# Auszug

___

Schon der Kauf einer professionell einsetzbaren Linux-Version, so ihre aktuelle Einschätzung, kann so viel kosten, wie Windows 2000 oder Unix. Preisvorteile ergeben sich vor allem gegenüber Unix-Systemen, die nicht auf Intel-PCs sondern auf Risc-Systemen wie Sparc (Sun) oder Power-PC (IBM) laufen. Mit solchen Argumenten versucht die Meta Group überzogene Erwartungen an das In-Betriebssystem zu dämpfen.
Tatsächlich ist Linux laut Chefanalyst Luis Leamus ein Infrastrukturthema. Die Kosten und Risiken eines Linux-Einsatzes ergeben sich daher nicht beim Kauf, sondern bei der Integration in die vorhandene Infrastruktur. Das beginnt bei der Frage nach Bürosoftware und Emailsystem über Einbindung in Netzwerk, Workflow, System-Management und Security. In den meisten Bereichen sieht Leamus allerdings keine Linux-spezifischen Probleme. Server-Anwendungen und Integrations-Tools sind in großer Menge von anderen Unix-Systemen auf das Pinguin-Betriebssystem portiert worden. Dennoch, die Integration muss durchgeführt werden und kann rasch mehr kosten. als sich beim Linux-Kauf einsparen lässt. Zurückhaltung beim Einsatz von Linux sieht die Meta Group vor allem im High-End-Server-Bereich, etwa als Plattform für Transaktionsorientierte Unternehmensdatenbanken. Vor allem aber glauben die befragten Anwender nicht an Linux auf dem Desktop. Kein Unternehmen würde es wagen, tausenden von Usern die vertraute Microsoft-Umgebung wegzunehmen.
Dieser Einschätzung widersprach Sun-Manager Martin Häring, der Linux durchaus auch am Desktop sieht. Sein Unternehmen hat an einer solchen Positionierung allerdings großes Interesse, weil das Betriebssystem so dem hauseigenen Server-Betriebssystem Solaris weniger gefährlich wäre. Doch Sun ist keineswegs allein mit seiner Haltung: So haben sich die Linux-Leithirsche Suse und Red Hat – ansonsten scharfe Konkurrenten – für die diesjährige CeBIT einhellig eine Desktop-Offensive vorgenommen. Das Problem fehlender Office-Programme wird sowohl mit Open-Source-Paketen behoben als auch durch Lösungen, die es ermöglichen, Microsoft-Programme unter Linux laufen zu lassen.

___

# Datenauszug
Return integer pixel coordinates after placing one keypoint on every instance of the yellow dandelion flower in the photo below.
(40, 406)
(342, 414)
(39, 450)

___

# Arbeitsauftrag 1
Beantworte anhand des Auszugs über Linux diese Fragen:
(a) Gegenüber welchen Unix-Systemen ergeben sich vor allem Preisvorteile?
(b) Wo entstehen laut Luis Leamus die Kosten und Risiken eines Linux-Einsatzes?
(c) Welche beiden Linux-Anbieter haben sich für die CeBIT eine Desktop-Offensive vorgenommen?
# Arbeitsauftrag 2
Nenne alle Betriebssysteme, die im Auszug über Linux namentlich vorkommen.
# Arbeitsauftrag 3
Führe den Auszug über Linux nach seinem letzten Satz weiter.

# Ergebnis 1
(a) Gegenüber Unix-Systemen, die nicht auf Intel-PCs laufen, sondern auf Risc-Systemen wie Sparc (Sun) oder Power-PC (IBM).
(b) Bei der Integration in die vorhandene Infrastruktur, nicht beim Kauf.
(c) Suse und Red Hat.

# Ergebnis 2
Linux, Windows 2000, Unix, Solaris

# Ergebnis 3
Die unterschiedliche Einschätzung des Desktop-Markts durch die Meta-Group und Linux-Anbieter rührt nicht nur aus dem verständlichen Interesse der Industrie her, sich einen neuen Markt zu erobern. Bei der den Urteilen zugrunde liegenden Meta-Group-Befragung scheinen die kleinen und mittleren Unternehmen unterrepräsentiert zu sein. Viele der Argumente gegen Linux verlieren bei dieser Gruppe ihre Schärfe: Je kleiner die Nutzerzahlen und der Komplexitätsgrad der IT-Infrastruktur sind, desto einfacher fällt es, die Desktop-Systeme zu ersetzen und zu integrieren.
Bei aller Kritik sind sich die Meta-Group-Analysten einig, dass der Linux-Trend unumkehrbar ist. In der Tat gebe es Bereiche, in denen das Low-Cost-Betriebssystem längst Marktführer ist. Konkret genannt hat Leamus hier alle Geräte (Appliances), die eine bestimmte Aufgabe erfüllten, bei der das Betriebssystem selbst aber unsichtbar bleibt. Das sind zum Beispiel Router, Web-Server oder Speichersysteme. Der Grund: Die Hersteller können hier kostenlos auf den Sourcecode eines Betriebssystems zugreifen, und so die Geräte preisgünstig anbieten.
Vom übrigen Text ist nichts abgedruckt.